> [GIVEN INSTRUCTION] Return exactly the span of lines that opens with the line containing "Identify every instance of the blue sky" and closes with the last line of the data, inclusive.

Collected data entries
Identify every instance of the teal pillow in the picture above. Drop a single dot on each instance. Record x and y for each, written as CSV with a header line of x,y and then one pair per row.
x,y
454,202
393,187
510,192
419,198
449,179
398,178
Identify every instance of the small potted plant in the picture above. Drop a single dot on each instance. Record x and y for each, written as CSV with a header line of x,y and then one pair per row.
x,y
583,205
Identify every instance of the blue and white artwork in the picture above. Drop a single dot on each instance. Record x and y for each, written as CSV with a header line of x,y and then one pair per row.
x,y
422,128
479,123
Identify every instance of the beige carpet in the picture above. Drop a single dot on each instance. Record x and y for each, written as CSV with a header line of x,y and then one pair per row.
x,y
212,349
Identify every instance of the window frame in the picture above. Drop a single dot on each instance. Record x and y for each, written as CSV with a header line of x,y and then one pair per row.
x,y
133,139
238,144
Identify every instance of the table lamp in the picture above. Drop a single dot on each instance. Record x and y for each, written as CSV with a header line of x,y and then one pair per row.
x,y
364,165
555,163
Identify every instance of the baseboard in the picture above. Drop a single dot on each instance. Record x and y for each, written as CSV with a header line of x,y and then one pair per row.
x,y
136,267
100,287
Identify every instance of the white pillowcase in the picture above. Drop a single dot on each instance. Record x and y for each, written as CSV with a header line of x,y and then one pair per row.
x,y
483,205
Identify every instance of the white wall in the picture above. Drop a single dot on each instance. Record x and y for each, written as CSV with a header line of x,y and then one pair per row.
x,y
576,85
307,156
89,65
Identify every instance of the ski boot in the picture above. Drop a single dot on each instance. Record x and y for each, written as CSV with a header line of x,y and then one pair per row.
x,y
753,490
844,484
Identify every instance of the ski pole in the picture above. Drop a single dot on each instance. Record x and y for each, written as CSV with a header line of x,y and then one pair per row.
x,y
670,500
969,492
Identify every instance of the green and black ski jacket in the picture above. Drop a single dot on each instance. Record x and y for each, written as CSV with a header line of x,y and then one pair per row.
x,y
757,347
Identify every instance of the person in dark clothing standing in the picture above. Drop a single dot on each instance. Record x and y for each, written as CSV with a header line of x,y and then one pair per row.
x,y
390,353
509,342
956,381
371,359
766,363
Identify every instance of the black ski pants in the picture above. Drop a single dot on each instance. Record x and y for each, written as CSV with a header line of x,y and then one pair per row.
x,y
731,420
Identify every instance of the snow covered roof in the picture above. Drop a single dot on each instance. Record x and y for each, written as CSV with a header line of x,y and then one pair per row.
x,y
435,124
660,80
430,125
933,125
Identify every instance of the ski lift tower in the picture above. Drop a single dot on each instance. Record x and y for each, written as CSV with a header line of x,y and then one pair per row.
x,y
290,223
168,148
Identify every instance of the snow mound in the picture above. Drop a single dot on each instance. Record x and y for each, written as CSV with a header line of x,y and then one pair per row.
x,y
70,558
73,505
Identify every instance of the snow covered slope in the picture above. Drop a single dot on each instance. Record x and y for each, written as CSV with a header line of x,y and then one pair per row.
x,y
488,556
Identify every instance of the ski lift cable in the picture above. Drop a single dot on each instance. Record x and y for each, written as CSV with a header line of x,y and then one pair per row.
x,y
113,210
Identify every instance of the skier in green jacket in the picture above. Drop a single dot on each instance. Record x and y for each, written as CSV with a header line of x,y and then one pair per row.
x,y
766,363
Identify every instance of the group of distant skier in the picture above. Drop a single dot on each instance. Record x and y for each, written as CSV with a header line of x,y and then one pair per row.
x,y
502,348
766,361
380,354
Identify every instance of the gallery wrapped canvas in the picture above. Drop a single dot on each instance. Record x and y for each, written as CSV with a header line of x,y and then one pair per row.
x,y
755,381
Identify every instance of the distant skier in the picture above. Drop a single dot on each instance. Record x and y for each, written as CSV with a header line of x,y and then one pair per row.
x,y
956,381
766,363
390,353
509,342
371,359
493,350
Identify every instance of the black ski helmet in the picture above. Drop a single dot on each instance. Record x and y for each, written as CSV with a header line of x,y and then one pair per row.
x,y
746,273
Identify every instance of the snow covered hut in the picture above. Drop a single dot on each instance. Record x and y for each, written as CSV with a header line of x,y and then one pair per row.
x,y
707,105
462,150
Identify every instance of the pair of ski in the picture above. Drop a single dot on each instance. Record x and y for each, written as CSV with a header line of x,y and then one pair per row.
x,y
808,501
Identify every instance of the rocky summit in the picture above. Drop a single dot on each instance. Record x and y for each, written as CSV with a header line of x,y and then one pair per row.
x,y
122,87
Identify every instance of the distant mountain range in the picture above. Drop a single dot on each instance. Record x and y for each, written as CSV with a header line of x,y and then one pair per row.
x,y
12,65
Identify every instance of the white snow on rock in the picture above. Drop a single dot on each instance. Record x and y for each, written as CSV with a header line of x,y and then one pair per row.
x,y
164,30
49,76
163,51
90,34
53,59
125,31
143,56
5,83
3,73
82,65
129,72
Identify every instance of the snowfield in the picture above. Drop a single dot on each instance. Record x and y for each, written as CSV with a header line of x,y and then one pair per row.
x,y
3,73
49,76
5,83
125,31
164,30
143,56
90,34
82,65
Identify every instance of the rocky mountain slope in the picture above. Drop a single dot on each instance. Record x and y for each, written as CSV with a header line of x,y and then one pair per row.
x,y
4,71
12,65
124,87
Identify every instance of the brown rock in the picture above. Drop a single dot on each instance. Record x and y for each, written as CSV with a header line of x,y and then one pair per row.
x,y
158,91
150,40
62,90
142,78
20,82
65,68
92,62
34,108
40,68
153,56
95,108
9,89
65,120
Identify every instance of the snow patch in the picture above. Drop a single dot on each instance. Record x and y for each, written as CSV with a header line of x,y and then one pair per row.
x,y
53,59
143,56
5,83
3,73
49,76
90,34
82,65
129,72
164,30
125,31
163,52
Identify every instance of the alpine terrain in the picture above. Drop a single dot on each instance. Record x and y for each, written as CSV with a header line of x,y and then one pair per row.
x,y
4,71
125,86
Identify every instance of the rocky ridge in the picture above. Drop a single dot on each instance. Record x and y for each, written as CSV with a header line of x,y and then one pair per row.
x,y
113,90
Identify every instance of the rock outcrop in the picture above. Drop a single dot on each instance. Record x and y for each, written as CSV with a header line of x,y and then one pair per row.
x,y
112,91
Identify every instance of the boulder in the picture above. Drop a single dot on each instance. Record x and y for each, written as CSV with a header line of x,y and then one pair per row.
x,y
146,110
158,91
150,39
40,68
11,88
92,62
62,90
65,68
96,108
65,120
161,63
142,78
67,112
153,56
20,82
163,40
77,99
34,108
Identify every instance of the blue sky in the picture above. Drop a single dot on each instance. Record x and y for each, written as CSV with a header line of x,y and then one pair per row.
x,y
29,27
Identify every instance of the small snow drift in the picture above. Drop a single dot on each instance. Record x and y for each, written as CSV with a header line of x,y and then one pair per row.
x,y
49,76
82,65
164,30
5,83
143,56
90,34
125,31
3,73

> [REPLY TO THE TASK]
Identify every instance of the blue sky in the picture above. Drop a single dot on each instance. Record x and y for each, written as CSV with a header line of x,y and then one pair per row.
x,y
29,27
Identify every instance of the small snow drift in the picture above. Drop a single dot on each instance. Record x and y for each, written as CSV with a header line of x,y and then one pair per row.
x,y
49,76
82,65
164,30
5,83
143,56
90,34
125,31
3,73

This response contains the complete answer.